• [Directive]
Return each of the rows below line for line and unchanged, but omit the pictures.
---+---
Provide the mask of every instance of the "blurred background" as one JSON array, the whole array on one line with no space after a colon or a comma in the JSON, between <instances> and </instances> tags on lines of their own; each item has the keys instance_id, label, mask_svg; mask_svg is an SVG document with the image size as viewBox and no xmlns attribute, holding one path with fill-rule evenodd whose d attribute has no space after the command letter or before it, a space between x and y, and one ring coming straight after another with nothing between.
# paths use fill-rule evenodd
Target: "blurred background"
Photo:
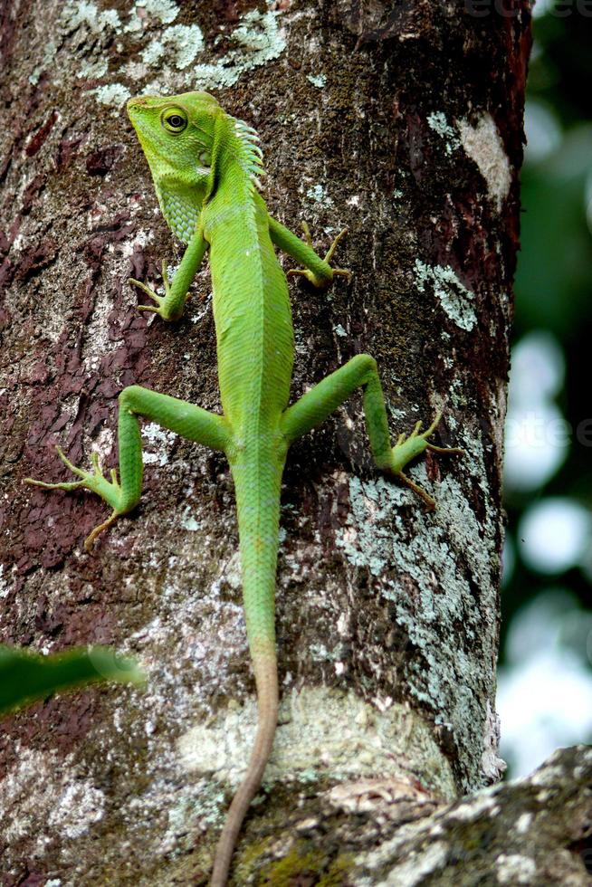
<instances>
[{"instance_id":1,"label":"blurred background","mask_svg":"<svg viewBox=\"0 0 592 887\"><path fill-rule=\"evenodd\" d=\"M511 777L592 741L592 3L533 15L498 685Z\"/></svg>"}]
</instances>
---+---
• [The solution]
Provide the mask of every instance of the "blurred background" as one JSON array, the whole array on one line with no space after a colon or a comma in the JSON, between <instances> and </instances> tags on lines of their own; each item has the keys instance_id, label, mask_svg; mask_svg is an SVG document with the image size as viewBox and no xmlns attribute, holding one path with fill-rule evenodd whose d attribute has no space after the command letter or before it, a space between x and y, and one ring coming straight after another with nothing between.
# paths use fill-rule evenodd
Target: "blurred background"
Photo:
<instances>
[{"instance_id":1,"label":"blurred background","mask_svg":"<svg viewBox=\"0 0 592 887\"><path fill-rule=\"evenodd\" d=\"M511 777L592 741L592 3L533 15L498 685Z\"/></svg>"}]
</instances>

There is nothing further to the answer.